─── Data supplied ───

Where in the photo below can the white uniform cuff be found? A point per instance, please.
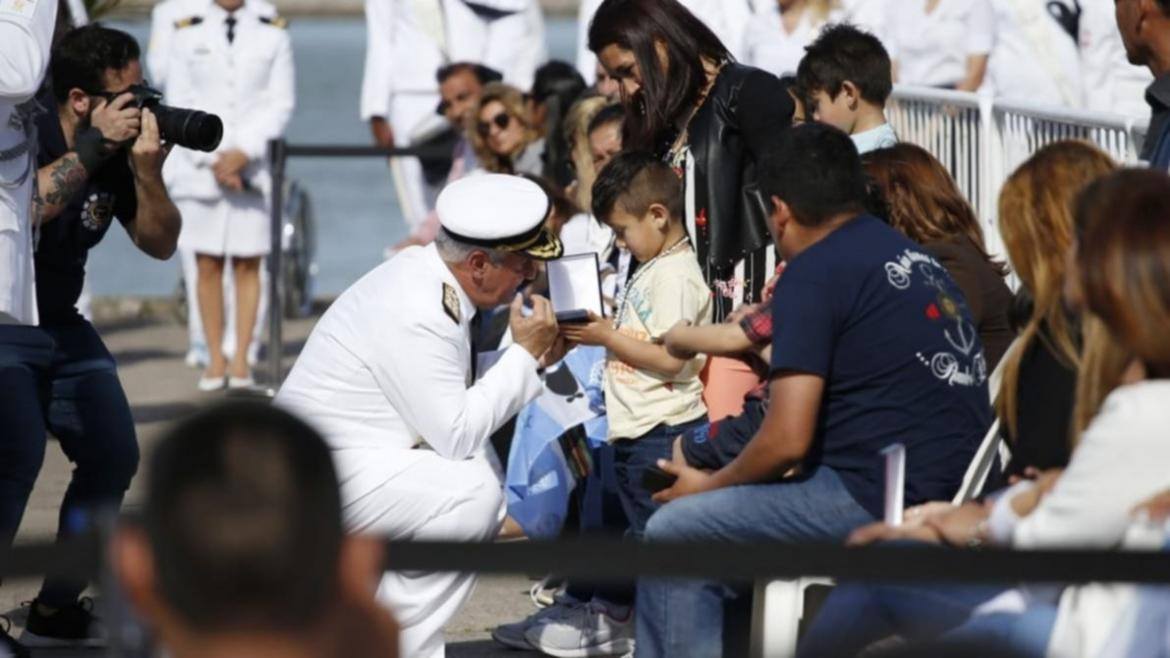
(1003, 520)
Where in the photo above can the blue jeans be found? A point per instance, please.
(686, 617)
(858, 615)
(632, 457)
(62, 379)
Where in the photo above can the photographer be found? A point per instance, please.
(100, 157)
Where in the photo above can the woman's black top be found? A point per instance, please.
(988, 296)
(735, 128)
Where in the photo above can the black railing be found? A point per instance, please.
(279, 152)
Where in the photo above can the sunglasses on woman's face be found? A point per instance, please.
(502, 121)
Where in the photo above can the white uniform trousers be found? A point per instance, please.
(197, 342)
(407, 112)
(434, 499)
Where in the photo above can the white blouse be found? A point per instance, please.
(931, 48)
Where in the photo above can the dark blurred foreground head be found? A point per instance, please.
(241, 550)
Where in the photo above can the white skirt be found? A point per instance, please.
(236, 225)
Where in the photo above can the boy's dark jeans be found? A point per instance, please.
(631, 459)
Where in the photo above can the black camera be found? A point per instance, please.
(191, 129)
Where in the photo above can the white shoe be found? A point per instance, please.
(240, 382)
(513, 635)
(584, 631)
(210, 384)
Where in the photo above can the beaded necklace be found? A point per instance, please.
(685, 241)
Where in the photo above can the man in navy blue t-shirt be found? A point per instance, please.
(873, 344)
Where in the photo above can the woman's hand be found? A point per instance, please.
(594, 331)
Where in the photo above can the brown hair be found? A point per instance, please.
(1124, 266)
(576, 129)
(923, 200)
(1036, 221)
(514, 102)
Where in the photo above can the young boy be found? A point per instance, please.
(652, 397)
(846, 77)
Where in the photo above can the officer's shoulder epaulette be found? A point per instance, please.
(275, 21)
(190, 21)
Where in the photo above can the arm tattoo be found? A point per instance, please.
(66, 179)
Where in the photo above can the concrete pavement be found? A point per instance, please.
(162, 389)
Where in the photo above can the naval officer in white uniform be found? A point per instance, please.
(389, 379)
(407, 41)
(26, 32)
(234, 60)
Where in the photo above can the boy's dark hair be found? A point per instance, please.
(243, 518)
(482, 73)
(613, 112)
(842, 54)
(83, 55)
(637, 179)
(816, 170)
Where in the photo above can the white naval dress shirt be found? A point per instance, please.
(26, 29)
(931, 49)
(249, 83)
(769, 46)
(162, 29)
(387, 369)
(1033, 59)
(408, 40)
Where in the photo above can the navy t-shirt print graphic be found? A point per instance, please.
(963, 364)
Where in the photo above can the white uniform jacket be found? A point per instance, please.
(407, 41)
(249, 83)
(389, 367)
(26, 29)
(728, 19)
(163, 19)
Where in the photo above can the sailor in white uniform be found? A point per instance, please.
(26, 32)
(408, 41)
(163, 20)
(235, 60)
(1034, 56)
(389, 378)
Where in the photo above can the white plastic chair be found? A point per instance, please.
(778, 605)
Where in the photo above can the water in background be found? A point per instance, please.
(357, 212)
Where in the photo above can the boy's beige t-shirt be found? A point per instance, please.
(668, 290)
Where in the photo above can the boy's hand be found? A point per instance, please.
(690, 481)
(594, 331)
(674, 341)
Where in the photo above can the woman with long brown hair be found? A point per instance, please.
(924, 203)
(1039, 386)
(713, 120)
(502, 132)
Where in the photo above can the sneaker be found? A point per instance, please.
(513, 635)
(587, 630)
(74, 625)
(8, 644)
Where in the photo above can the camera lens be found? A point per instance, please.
(191, 129)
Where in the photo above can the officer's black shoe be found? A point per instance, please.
(8, 644)
(73, 625)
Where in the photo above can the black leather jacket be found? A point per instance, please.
(743, 115)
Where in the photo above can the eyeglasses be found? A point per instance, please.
(502, 121)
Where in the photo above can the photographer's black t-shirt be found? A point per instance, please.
(64, 241)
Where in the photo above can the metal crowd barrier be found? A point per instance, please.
(982, 139)
(613, 560)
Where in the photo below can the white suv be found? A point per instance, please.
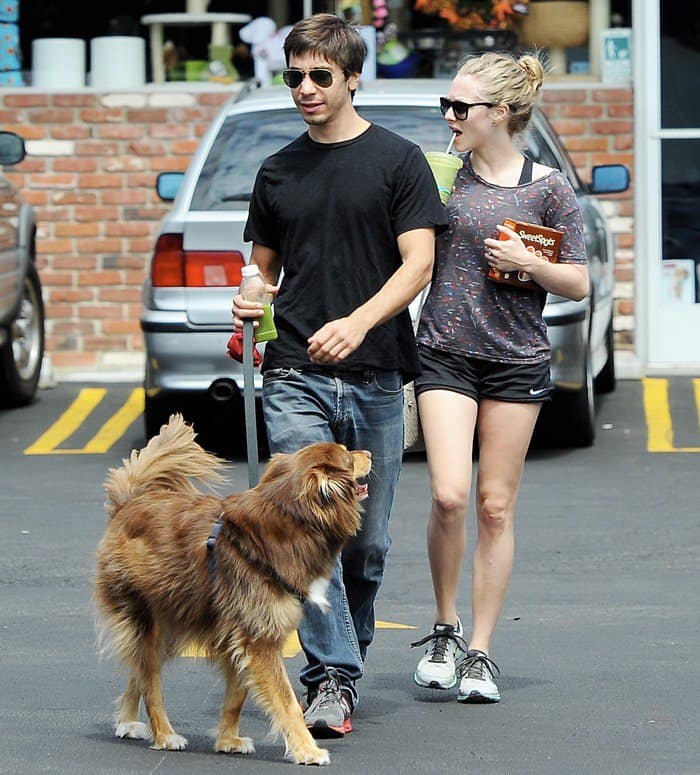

───

Directions for this task: Update the listing above by replacing every occurrence of "A point per instance, please" with "Mark each instance with one point", leaving all other text untouched. Omit the pictures from the result.

Full answer:
Where in the photo below can the white uniform cuff be found? Mark each instance with one point.
(1003, 520)
Where in the photo above can the blue jeans be found? Mark each instance with one point.
(686, 617)
(858, 615)
(632, 457)
(62, 379)
Where in the photo above can the photographer be found? Mark each instance with one point.
(100, 157)
Where in the photo above can the woman's black top be found? Mark each instance with one point.
(988, 296)
(735, 128)
Where in the photo above can the black railing be found? Mark each instance with one point.
(279, 152)
Where in the photo above can the sunglasses on woman's face be found? Mark each instance with one point.
(502, 121)
Where in the photo above can the white uniform trousers be found? Mark each instance with one point.
(197, 342)
(407, 112)
(434, 499)
Where in the photo above can the white blouse be found? Mark each instance with one point.
(931, 48)
Where in the photo above can the dark blurred foreground head be found? Mark each instance with one point.
(241, 550)
Where in the photo above can the white skirt be found? Mark each instance with one point.
(236, 225)
Where in the photo above can the boy's dark jeans be found? Mark each instance with one point.
(631, 459)
Where in the photo above can the black camera be found? Mark each instance with one point.
(191, 129)
Where in the photo above can the white shoe be found? Mark each instance with one point.
(240, 382)
(513, 635)
(584, 631)
(210, 384)
Where in the photo above can the beaded necklace be found? Mark each instance with one point.
(685, 241)
Where in the photo above can the man in navy blue t-shirt be found? Mark each instance with one point.
(873, 344)
Where in the photo above can the woman's hand be found? Mark each instance with one point.
(594, 331)
Where in the photo above can the brown hair be found? Mark each instance with one point.
(1124, 266)
(576, 129)
(923, 200)
(1036, 221)
(514, 102)
Where in the photo above can the young boy be found? Mark each instance with one point.
(652, 397)
(846, 77)
Where in the photo above can the officer's shoulder epaulette be found? Mark each instance with one point.
(275, 21)
(190, 21)
Where in the photo above can the arm tattoo be found? Mark each instance with one point.
(66, 179)
Where in the photo above can the concrete pavement be found? Mark each instance with one point.
(162, 389)
Where in the photo above can the naval officer in white uniform be found? Mark each instance with one point.
(389, 379)
(407, 41)
(26, 32)
(234, 60)
Where in the photo above can the boy's dark hair be found? Mark each instance with one point.
(243, 518)
(482, 73)
(613, 112)
(842, 54)
(83, 55)
(637, 179)
(816, 170)
Where in the photo above can the white naval dress shirt be found? Mark each instance with one point.
(26, 29)
(931, 49)
(249, 83)
(769, 46)
(162, 29)
(387, 369)
(1033, 59)
(408, 40)
Where in the photo above can the navy t-shirt print graphic be found? Mark each instance with one point.
(963, 364)
Where in the photo above can the white uniform jacket be found? Mark each instance with one point.
(407, 41)
(249, 83)
(389, 367)
(26, 29)
(728, 19)
(163, 19)
Where in the photo above can the sailor in white uniform be found? Mark each instance with one point.
(26, 32)
(408, 41)
(163, 20)
(235, 60)
(1034, 56)
(389, 378)
Where in the photo above can the white plastic chair be found? Mark each instance with one point.
(778, 605)
Where in the photo above can the water in background be found? Mark each instance with one point.
(357, 212)
Where in the photo above can the boy's beige t-shirt be found? Mark each instance with one point.
(668, 290)
Where in the photo above can the boy's hand be found? Mark each instance with one point.
(690, 481)
(594, 331)
(674, 341)
Where in the photo above can the woman with long brown hair be found? Mark each instance with one point.
(924, 203)
(1039, 386)
(713, 120)
(502, 132)
Where in the photo above can the sneaker be found? Mark each instance with one point.
(513, 635)
(587, 630)
(74, 625)
(8, 644)
Where in the photo above can the camera lens be found? Mark each instance with one point.
(191, 129)
Where in the photo above can the officer's black shoe be found? Mark each instance with one point.
(8, 644)
(73, 625)
Where in the photo above can the black leather jacket be found? Mark each instance with one point.
(743, 115)
Where in the photo above can the eyeglasses be found? Mark each instance with one point.
(502, 121)
Where in the photo above can the photographer's black t-shirt be found? Mark each instance with one point.
(64, 241)
Where in the photo above can the metal crowd barrier be found? Mark each instance with one point.
(982, 139)
(613, 560)
Where in the photo below can the white suv be found? Mark each instance with one point.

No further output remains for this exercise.